▸ **Required action**: Every entry in the data that follows should come back exactly, pictures aside.

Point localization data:
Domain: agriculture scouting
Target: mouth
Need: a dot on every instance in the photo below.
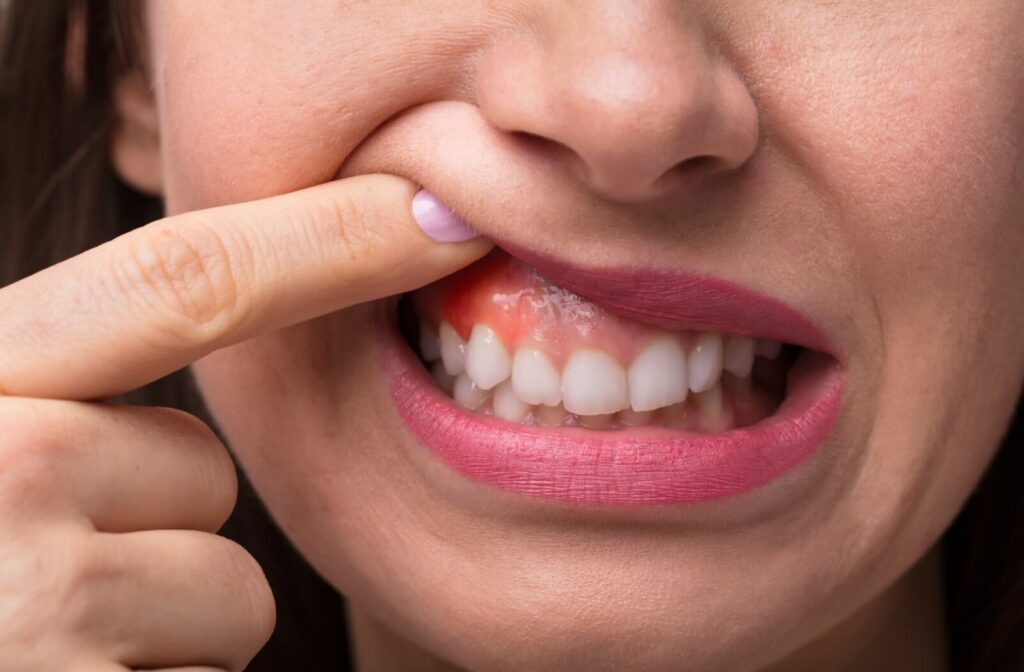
(609, 387)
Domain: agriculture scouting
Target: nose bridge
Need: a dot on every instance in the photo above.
(628, 93)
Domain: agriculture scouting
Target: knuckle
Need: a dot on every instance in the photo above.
(211, 462)
(186, 273)
(32, 454)
(49, 583)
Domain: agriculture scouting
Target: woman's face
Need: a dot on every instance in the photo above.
(859, 162)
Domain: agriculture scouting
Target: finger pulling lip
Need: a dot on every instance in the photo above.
(636, 466)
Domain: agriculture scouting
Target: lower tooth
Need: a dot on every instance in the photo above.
(507, 405)
(467, 393)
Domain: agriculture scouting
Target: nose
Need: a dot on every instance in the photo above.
(627, 94)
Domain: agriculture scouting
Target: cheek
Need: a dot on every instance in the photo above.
(284, 108)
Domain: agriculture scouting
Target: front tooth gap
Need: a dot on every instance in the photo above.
(738, 355)
(487, 362)
(768, 349)
(430, 345)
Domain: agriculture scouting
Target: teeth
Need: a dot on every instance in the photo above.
(442, 378)
(430, 345)
(715, 415)
(487, 362)
(467, 393)
(550, 416)
(768, 349)
(705, 364)
(534, 377)
(657, 376)
(597, 421)
(593, 389)
(453, 349)
(738, 357)
(634, 418)
(507, 405)
(593, 383)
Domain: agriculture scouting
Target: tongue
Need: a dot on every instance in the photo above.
(524, 308)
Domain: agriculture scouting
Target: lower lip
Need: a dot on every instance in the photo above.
(635, 466)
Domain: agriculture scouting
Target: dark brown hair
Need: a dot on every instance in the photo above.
(58, 196)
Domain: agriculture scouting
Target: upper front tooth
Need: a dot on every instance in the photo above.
(507, 405)
(768, 349)
(487, 362)
(593, 383)
(453, 349)
(705, 363)
(657, 376)
(534, 377)
(467, 393)
(738, 358)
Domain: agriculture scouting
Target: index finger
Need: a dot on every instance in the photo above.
(156, 299)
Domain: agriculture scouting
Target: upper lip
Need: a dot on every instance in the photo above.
(679, 299)
(419, 144)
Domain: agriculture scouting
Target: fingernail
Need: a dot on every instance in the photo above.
(437, 221)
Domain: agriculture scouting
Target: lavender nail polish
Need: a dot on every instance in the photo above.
(437, 221)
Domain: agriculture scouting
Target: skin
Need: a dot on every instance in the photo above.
(866, 168)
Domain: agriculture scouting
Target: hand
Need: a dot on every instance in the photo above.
(108, 513)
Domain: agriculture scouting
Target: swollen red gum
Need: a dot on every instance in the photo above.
(524, 308)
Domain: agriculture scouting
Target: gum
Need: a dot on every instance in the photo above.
(523, 308)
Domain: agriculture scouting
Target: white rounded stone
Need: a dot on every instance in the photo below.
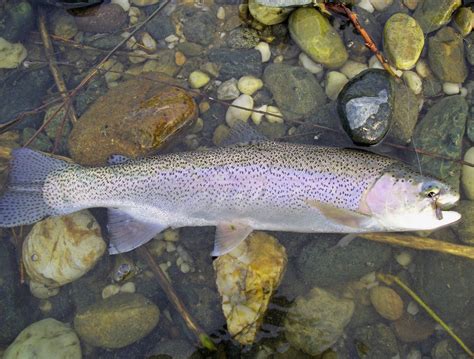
(45, 339)
(148, 42)
(59, 250)
(234, 114)
(228, 90)
(380, 5)
(256, 116)
(412, 308)
(249, 84)
(40, 291)
(413, 81)
(451, 88)
(353, 68)
(274, 115)
(110, 290)
(221, 13)
(264, 49)
(467, 178)
(309, 64)
(422, 68)
(198, 79)
(11, 55)
(335, 81)
(404, 258)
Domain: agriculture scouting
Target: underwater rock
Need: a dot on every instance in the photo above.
(314, 35)
(365, 106)
(403, 41)
(11, 55)
(16, 20)
(59, 250)
(406, 107)
(268, 15)
(133, 125)
(294, 89)
(435, 273)
(432, 14)
(15, 314)
(375, 342)
(465, 228)
(468, 174)
(320, 264)
(446, 55)
(45, 339)
(246, 278)
(386, 302)
(117, 321)
(316, 321)
(103, 18)
(23, 91)
(441, 131)
(236, 62)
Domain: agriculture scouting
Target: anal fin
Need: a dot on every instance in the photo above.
(229, 236)
(127, 233)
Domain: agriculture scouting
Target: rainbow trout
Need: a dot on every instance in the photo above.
(265, 186)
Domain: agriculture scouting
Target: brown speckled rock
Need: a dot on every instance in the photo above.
(104, 18)
(117, 321)
(132, 119)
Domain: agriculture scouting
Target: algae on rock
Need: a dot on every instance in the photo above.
(246, 279)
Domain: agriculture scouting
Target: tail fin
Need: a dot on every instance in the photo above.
(23, 203)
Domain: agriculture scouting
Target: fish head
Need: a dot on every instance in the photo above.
(403, 200)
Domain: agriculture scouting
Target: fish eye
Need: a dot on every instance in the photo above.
(431, 190)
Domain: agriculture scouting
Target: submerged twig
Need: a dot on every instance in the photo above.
(390, 279)
(53, 67)
(96, 70)
(420, 243)
(342, 9)
(203, 338)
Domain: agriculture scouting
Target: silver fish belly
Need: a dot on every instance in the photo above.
(267, 186)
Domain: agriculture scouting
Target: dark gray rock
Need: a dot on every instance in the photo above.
(441, 131)
(446, 283)
(199, 27)
(446, 55)
(294, 89)
(236, 63)
(103, 42)
(322, 264)
(406, 107)
(243, 38)
(365, 106)
(431, 87)
(160, 27)
(375, 342)
(16, 20)
(23, 91)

▸ **Expected answer**:
Domain: agriculture scouting
Target: mouth
Need: a dot on every instance in the photo below.
(609, 387)
Domain: agriculture scouting
Target: nose bridge
Need: a dot on every instance in the photo above.
(628, 93)
Domain: agriculture scouting
Target: knuckle
Need: a dot on every instance in the photo above.
(211, 462)
(186, 273)
(32, 454)
(49, 583)
Domain: agriculture scouting
Target: woman's face
Need: a dot on every instance in the photo above.
(859, 162)
Domain: agriculture scouting
Target: finger pulling lip
Need: a dot on every instance in the photo above.
(636, 466)
Domain: agriculture scouting
Target: lower tooth
Need: a dot on every instance in the photo above.
(507, 405)
(467, 393)
Domain: agriculture scouting
Target: nose
Need: a dot on every instance in the photo above.
(627, 94)
Domain: agriculture scouting
Target: cheek
Need: a dot on every instance in the photo above.
(284, 108)
Domain: agriculture scouting
Target: front tooth gap
Need: a dot on every instance in the photo above.
(738, 355)
(487, 362)
(768, 349)
(430, 345)
Domain: agriculture scouting
Target: teeth
Need: a dot on every instance in the photo above.
(442, 378)
(430, 345)
(715, 415)
(487, 362)
(467, 393)
(550, 416)
(768, 349)
(705, 364)
(534, 377)
(657, 376)
(597, 421)
(593, 389)
(453, 349)
(738, 357)
(634, 418)
(507, 405)
(593, 383)
Domain: agriculture scouting
Target: tongue
Need: a dot on every instance in the photo above.
(524, 308)
Domain: agriculture scouting
Target: lower lip
Need: a dot on every instance in the photo above.
(635, 466)
Domain: agriculture scouting
Target: dark brown hair
Need: a dot on every instance in the photo above.
(58, 196)
Domain: agriculture scouting
Target: upper front tooth
Need: a dot on every instance in the photo above.
(507, 405)
(768, 349)
(487, 362)
(593, 383)
(453, 349)
(705, 363)
(657, 376)
(534, 377)
(467, 393)
(738, 358)
Domain: agriculture scouting
Target: index finger
Need: a dot on every instance in the photo above.
(156, 299)
Domain: agriculture scouting
Target: upper lip
Need: a dot on every instance in the photo above.
(679, 299)
(419, 144)
Domain: agriculture scouting
Target: fingernail
Need: a dot on every instance in the photo above.
(437, 221)
Domain: agriculture scouting
Target: lavender nail polish
Need: a dot on every instance in the photo above.
(437, 221)
Domain: agriculture scouting
Target: skin
Need: a dot on every instance in the photo above.
(866, 168)
Domain: agriculture scouting
Target: hand
Need: a dot on every instance in the photo above.
(108, 513)
Domain: agriculture scouting
Target: swollen red gum
Need: a dot on every instance in the photo above.
(524, 308)
Domain: agriculture scouting
Target: gum
Need: a dot on every instance in the photo above.
(523, 308)
Domain: agriculture scouting
Target: white rounded stone
Need: a dot on every instance in the photo below.
(45, 339)
(148, 42)
(59, 250)
(234, 114)
(228, 90)
(380, 5)
(256, 116)
(412, 308)
(249, 84)
(40, 291)
(413, 81)
(451, 88)
(353, 68)
(274, 115)
(110, 290)
(221, 13)
(264, 49)
(467, 178)
(309, 64)
(422, 68)
(198, 79)
(11, 55)
(335, 81)
(404, 258)
Domain: agriculture scouting
Target: underwater rock
Need: a dot on every instance in the photo above.
(314, 35)
(365, 106)
(403, 41)
(11, 55)
(16, 20)
(59, 250)
(406, 107)
(268, 15)
(133, 125)
(294, 89)
(435, 273)
(432, 14)
(15, 314)
(375, 342)
(465, 228)
(468, 174)
(320, 264)
(446, 55)
(45, 339)
(246, 278)
(386, 302)
(117, 321)
(316, 321)
(103, 18)
(23, 91)
(441, 131)
(236, 62)
Domain: agriculture scouting
Target: anal fin
Need: a dot on every instance in the photo above.
(229, 236)
(127, 233)
Domain: agriculture scouting
Target: rainbow trout
Need: a dot on every instance in the photo above.
(265, 186)
Domain: agriculture scouting
Target: brown speckled rock
Need: a dot on every instance in the photo above.
(104, 18)
(117, 321)
(132, 119)
Domain: agriculture scouting
Target: algae on rock
Need: a dot on every instance in the photo above.
(246, 279)
Domain: agriculture scouting
Target: tail fin
Need: a dot on every instance in the photo above.
(23, 203)
Domain: agriculture scouting
Target: fish head
Need: a dot on every instance in the photo above.
(403, 200)
Domain: agriculture scouting
Target: fish eye
Need: a dot on every instance in the photo above.
(431, 190)
Domain: agriculture scouting
Target: submerged twig
Need: a dot on every instance in the photo above.
(390, 279)
(53, 67)
(96, 70)
(420, 243)
(342, 9)
(203, 338)
Domain: agriculture scouting
Target: silver fish belly
Need: a dot on every instance in the photo above.
(267, 186)
Domain: agriculture scouting
Target: dark gray rock
Need: a dot on every instance in the photo above.
(441, 131)
(446, 283)
(199, 27)
(446, 55)
(294, 89)
(236, 63)
(103, 42)
(322, 264)
(406, 107)
(243, 38)
(365, 106)
(431, 87)
(160, 27)
(375, 342)
(16, 20)
(23, 91)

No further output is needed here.